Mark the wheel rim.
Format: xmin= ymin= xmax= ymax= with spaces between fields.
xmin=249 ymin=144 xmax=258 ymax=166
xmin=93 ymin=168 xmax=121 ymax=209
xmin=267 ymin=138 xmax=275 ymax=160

= = = = = = =

▸ Exercise aim: Write out every line of the items again, requests included, but raise each bounding-box coordinate in the answers by 112.

▸ The solution:
Mark the wheel rim.
Format: xmin= ymin= xmax= ymax= with spaces between fields.
xmin=361 ymin=256 xmax=370 ymax=278
xmin=205 ymin=280 xmax=233 ymax=321
xmin=379 ymin=250 xmax=387 ymax=272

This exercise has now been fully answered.